TEXT SEGMENT:
§ §

Despite all evidence pointing to fishing nets as the main culprit behind plastics in the ocean, in 2019, California became the first state to ban drinking straws. Those who violate this insane dictate are now "guilty of a misdemeanor with each offense punishable by a fine of not less than $25 or more than $1,000, or by imprisonment in the county jail for a term not exceeding 6 months, or by both."
Now, many Californians don't have to worry about those pesky plastic straws because thanks to the state's extreme lockdown measures, 1 in every 3 California restaurants who give out those straws will be permanently closing. However, Californians have a new problem, bigger than than the straw problem ever was: PPE.
Over the weekend, during I Love a Clean San Diego’s Coastal Cleanup Day, volunteers were surprised to learn that personal protective equipment was making up a significant portion of the trash on the beaches.
According to a report in Courthouse News, during the group’s annual “Creek to Bay” cleanup, which was postponed several months and held in June due to the pandemic, the organization’s marketing manager Ian Monahan said volunteers “saw PPE in spades,” collecting 30 masks within the first half hour of the event from gutters, the boardwalk and tangled in coastal sage scrub.
“PPE was the most remarkable change in our clean-up efforts,” Monahan said.

§ §

ENTRIES SHOWN:
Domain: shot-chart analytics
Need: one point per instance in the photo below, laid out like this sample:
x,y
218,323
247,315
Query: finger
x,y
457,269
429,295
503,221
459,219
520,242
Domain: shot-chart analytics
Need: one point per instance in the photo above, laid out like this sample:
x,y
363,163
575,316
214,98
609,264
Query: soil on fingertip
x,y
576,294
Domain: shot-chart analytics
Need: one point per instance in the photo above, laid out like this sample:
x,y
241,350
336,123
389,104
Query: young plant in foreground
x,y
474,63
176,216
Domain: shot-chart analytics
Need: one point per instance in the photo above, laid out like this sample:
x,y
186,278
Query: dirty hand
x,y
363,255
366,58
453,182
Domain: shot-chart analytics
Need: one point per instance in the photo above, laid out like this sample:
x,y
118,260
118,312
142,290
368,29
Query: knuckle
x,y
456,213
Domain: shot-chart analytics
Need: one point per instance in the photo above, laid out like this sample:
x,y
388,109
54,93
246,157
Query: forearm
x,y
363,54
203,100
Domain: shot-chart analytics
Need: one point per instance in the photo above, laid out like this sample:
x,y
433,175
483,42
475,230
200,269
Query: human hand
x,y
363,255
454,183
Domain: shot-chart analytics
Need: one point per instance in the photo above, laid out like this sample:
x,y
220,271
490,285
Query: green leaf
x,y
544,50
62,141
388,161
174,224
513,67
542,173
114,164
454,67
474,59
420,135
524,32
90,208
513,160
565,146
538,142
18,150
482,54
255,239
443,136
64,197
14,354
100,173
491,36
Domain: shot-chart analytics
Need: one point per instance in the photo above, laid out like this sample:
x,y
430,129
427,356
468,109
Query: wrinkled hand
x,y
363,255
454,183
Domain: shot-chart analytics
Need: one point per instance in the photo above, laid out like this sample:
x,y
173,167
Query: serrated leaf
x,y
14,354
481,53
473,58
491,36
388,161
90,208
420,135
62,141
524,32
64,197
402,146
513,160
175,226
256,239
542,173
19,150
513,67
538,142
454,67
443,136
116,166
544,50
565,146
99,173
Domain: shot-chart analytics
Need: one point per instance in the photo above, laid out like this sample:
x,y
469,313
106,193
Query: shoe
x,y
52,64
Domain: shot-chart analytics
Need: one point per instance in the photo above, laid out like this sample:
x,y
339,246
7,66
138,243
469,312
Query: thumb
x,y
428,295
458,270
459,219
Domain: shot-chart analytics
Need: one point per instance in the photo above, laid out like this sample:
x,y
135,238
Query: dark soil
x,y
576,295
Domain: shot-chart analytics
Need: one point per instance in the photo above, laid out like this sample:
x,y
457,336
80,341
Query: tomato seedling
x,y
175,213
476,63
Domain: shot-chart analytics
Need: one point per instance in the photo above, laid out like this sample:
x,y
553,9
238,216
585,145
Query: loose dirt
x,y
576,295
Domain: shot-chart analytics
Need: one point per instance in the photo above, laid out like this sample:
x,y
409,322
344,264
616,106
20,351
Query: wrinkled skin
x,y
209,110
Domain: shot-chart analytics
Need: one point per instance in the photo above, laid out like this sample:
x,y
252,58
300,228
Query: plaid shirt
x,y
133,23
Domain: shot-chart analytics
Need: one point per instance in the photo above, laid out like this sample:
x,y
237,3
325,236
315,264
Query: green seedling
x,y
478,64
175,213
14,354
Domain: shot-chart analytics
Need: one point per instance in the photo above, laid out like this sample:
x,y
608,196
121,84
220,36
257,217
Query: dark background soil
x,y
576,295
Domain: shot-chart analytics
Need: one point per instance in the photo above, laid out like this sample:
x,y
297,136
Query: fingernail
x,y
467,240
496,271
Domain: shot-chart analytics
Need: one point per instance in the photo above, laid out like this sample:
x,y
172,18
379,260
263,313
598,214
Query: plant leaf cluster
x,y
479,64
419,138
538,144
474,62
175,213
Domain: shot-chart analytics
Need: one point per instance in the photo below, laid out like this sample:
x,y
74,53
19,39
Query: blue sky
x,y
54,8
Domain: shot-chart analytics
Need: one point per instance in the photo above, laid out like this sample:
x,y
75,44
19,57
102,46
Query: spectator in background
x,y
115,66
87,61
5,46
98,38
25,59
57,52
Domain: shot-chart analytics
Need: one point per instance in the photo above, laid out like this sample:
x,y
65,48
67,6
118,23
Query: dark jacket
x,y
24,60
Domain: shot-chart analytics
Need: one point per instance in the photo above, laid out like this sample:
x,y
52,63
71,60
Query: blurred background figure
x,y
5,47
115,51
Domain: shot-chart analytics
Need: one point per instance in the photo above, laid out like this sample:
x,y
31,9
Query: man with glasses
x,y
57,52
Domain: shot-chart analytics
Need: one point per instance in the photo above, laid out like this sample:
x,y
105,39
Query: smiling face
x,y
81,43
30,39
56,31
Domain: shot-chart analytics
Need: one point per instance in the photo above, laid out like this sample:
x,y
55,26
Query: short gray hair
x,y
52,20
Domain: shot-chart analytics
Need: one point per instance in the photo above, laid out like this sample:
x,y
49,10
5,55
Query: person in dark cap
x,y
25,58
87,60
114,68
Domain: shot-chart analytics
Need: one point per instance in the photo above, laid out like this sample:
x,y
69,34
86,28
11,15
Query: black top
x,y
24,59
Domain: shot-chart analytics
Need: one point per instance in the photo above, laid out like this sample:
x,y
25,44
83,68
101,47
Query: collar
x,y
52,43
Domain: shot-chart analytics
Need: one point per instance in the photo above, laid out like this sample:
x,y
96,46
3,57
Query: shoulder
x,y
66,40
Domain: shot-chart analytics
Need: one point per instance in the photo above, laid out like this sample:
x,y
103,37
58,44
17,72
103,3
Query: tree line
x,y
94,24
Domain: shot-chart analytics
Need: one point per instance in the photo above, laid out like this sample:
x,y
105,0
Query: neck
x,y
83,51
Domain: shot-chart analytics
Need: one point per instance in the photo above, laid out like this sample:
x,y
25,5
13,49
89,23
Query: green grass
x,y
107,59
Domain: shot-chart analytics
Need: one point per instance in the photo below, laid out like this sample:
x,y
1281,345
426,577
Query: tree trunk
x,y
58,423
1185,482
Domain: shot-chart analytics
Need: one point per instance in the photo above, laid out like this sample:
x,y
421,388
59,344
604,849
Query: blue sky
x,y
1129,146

§ §

REQUIRED ACTIONS:
(a) In the article on beach litter, where were the masks collected during the first half hour of the cleanup? List every place named.
(b) How would you translate this sentence from the article on beach litter into Spanish: "“PPE was the most remarkable change in our clean-up efforts,” Monahan said."
(c) According to the article on beach litter, how many masks did volunteers collect within the first half hour of the “Creek to Bay” cleanup?

TASK SOLUTIONS:
(a)
- Gutters
- The boardwalk
- Tangled in coastal sage scrub

(b) “El EPP fue el cambio más notable en nuestras labores de limpieza”, dijo Monahan.

(c) 30 masks.